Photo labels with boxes

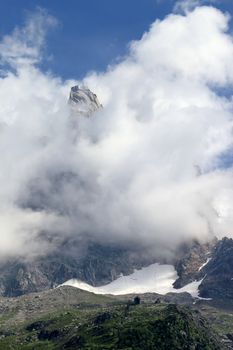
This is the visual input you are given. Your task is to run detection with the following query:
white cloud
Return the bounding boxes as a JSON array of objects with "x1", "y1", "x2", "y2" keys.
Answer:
[
  {"x1": 0, "y1": 8, "x2": 57, "y2": 67},
  {"x1": 0, "y1": 7, "x2": 233, "y2": 255},
  {"x1": 174, "y1": 0, "x2": 216, "y2": 13}
]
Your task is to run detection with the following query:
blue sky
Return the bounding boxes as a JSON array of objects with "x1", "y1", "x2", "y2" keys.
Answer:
[{"x1": 0, "y1": 0, "x2": 233, "y2": 79}]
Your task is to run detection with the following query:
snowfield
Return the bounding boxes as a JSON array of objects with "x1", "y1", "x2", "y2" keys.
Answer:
[{"x1": 63, "y1": 264, "x2": 202, "y2": 297}]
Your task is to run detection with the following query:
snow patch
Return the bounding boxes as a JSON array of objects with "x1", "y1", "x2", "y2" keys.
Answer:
[{"x1": 63, "y1": 264, "x2": 202, "y2": 297}]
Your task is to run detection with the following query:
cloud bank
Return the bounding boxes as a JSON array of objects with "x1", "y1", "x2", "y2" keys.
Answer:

▶ _Stated goal_
Reproduce every one of the lines above verbatim, but leave the pictures out.

▶ _Completed task_
This is the visual input you are given. Your task is to run detection with the following query:
white cloud
Return the bounding boxes as a JSON array of objects with "x1", "y1", "x2", "y2" keys.
Answer:
[
  {"x1": 0, "y1": 8, "x2": 57, "y2": 67},
  {"x1": 0, "y1": 7, "x2": 233, "y2": 255},
  {"x1": 174, "y1": 0, "x2": 216, "y2": 13}
]
Your task is to run detection with the following query:
blue sky
Return the bounding boxes as a JSON array of objects with "x1", "y1", "x2", "y2" keys.
Answer:
[{"x1": 0, "y1": 0, "x2": 233, "y2": 79}]
Your task is to run detection with the following query:
snowfield
Return the bounding boxes as a JSON array of objects with "x1", "y1", "x2", "y2" keys.
Answer:
[{"x1": 63, "y1": 264, "x2": 202, "y2": 297}]
Your task is to run detection with the following query:
snow patch
Return the bounding boxes as a JSON array of objects with "x1", "y1", "x2", "y2" keys.
Answer:
[{"x1": 63, "y1": 264, "x2": 202, "y2": 297}]
Your task is to run detection with the following query:
cloud bank
Return the bounding boxes as a JSON array of objects with "x1", "y1", "x2", "y2" keys.
Answer:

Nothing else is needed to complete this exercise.